[Opening Input for this task section]
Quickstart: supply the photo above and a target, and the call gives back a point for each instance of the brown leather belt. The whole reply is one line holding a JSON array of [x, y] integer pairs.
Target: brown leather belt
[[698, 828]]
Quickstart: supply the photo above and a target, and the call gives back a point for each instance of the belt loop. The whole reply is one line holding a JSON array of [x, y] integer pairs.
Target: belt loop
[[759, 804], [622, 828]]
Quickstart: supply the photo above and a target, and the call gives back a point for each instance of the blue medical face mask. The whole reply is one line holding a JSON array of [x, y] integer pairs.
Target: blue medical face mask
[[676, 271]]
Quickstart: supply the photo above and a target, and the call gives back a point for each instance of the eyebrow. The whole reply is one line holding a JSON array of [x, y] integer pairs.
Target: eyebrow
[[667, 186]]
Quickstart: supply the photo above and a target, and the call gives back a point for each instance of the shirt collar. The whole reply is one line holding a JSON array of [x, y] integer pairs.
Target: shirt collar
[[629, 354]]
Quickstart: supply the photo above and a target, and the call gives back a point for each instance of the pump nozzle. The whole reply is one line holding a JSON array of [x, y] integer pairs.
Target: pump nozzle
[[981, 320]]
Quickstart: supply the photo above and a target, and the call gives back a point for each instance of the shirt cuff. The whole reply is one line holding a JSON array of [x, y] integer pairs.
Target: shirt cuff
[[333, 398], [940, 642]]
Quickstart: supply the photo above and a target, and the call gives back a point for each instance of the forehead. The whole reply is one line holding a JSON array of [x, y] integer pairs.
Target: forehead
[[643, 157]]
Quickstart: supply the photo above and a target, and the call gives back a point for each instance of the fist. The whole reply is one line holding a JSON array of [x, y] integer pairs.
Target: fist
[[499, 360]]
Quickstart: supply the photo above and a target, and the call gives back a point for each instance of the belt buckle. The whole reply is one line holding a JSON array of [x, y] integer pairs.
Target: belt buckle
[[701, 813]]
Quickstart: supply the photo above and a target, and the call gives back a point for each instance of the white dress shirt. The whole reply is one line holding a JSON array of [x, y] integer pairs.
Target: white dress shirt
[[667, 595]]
[Closing Input for this task section]
[Work order] Retype the lines from the one containing "Target: shirt cuff" to the last line above. Change nothing and include no others.

[Result of the exercise]
Target: shirt cuff
[[333, 398], [940, 642]]
Quickstart: supply the photo above and a target, and the call gives back a point for each instance of the forehead. The whole reply is one line holding a JSON array of [x, y] integer pairs.
Target: forehead
[[643, 157]]
Quickstart: supply the photo above and a target, and the call gives back a point for each instance of the fist. The whole reply is one line holding a JSON array of [x, y] integer pairs.
Target: fist
[[499, 360]]
Quickstart: supply the photo above and a target, and the call gives back a point for each instance of the belt buckle. The whole reply is one line holding a JSON array of [x, y] integer pairs.
Target: belt buckle
[[701, 813]]
Quickstart: supply the photo above and a target, and the call gives back a point for each instance of the white dress shirt. The whole reply is one line holding a JSON array of [x, y] integer pairs.
Target: white dress shirt
[[667, 595]]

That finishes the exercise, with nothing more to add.